Exercise prompt:
Using the data beneath this instruction, retype only the lines from the one that contains "Target: white pants" down to the one that contains "Target: young woman standing", both included, exactly as they appear.

Dataset entries:
▽

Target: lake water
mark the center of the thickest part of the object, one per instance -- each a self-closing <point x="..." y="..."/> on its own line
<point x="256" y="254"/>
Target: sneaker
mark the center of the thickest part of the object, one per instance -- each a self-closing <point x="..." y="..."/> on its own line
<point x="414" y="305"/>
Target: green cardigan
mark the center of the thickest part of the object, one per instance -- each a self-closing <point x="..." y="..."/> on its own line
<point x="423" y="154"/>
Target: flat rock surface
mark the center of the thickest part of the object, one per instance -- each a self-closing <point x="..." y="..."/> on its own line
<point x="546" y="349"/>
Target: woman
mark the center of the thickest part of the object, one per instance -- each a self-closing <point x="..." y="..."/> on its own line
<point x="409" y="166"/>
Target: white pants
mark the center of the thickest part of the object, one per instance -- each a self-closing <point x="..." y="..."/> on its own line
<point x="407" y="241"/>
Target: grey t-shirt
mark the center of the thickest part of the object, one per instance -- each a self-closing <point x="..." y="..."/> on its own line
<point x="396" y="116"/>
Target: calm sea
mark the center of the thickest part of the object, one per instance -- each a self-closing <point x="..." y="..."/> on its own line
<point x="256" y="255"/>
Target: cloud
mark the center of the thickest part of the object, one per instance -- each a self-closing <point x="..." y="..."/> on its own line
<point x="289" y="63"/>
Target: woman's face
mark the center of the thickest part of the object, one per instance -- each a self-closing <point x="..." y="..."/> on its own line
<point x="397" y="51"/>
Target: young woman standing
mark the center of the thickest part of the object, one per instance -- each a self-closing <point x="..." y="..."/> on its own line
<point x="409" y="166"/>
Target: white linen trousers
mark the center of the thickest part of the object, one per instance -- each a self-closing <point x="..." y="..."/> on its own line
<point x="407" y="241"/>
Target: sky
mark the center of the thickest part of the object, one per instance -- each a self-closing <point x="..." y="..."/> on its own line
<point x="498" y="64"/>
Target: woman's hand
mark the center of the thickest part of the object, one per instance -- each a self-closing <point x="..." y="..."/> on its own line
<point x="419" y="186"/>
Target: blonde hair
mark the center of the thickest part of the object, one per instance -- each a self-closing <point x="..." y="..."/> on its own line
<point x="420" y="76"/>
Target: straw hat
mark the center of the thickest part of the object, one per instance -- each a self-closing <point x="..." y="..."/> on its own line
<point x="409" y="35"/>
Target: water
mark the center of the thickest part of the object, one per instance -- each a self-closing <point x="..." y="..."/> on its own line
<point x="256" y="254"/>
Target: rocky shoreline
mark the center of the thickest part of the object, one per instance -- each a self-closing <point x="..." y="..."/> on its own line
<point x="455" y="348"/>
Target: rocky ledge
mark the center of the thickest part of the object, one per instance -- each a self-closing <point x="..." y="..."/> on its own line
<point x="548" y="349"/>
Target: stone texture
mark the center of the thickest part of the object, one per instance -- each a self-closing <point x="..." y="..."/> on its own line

△

Worked solution:
Target: white pants
mark the center of the thickest part of the object, one per instance -- each a self-closing <point x="..." y="..."/> on its own line
<point x="407" y="241"/>
Target: grey t-shirt
mark the center of the thickest part of the object, one per instance -- each a self-closing <point x="..." y="..."/> on its own line
<point x="396" y="116"/>
Target: calm sea
mark the center of the thickest part of the object, one per instance -- each a self-closing <point x="..." y="..."/> on its own line
<point x="256" y="255"/>
Target: cloud
mark the center of the thickest part of the object, one per instance -- each a self-closing <point x="..." y="..."/> on its own line
<point x="289" y="63"/>
Target: woman's face
mark the center of the thickest part of the object, one per instance -- each a self-closing <point x="..." y="..."/> on its own line
<point x="397" y="51"/>
Target: young woman standing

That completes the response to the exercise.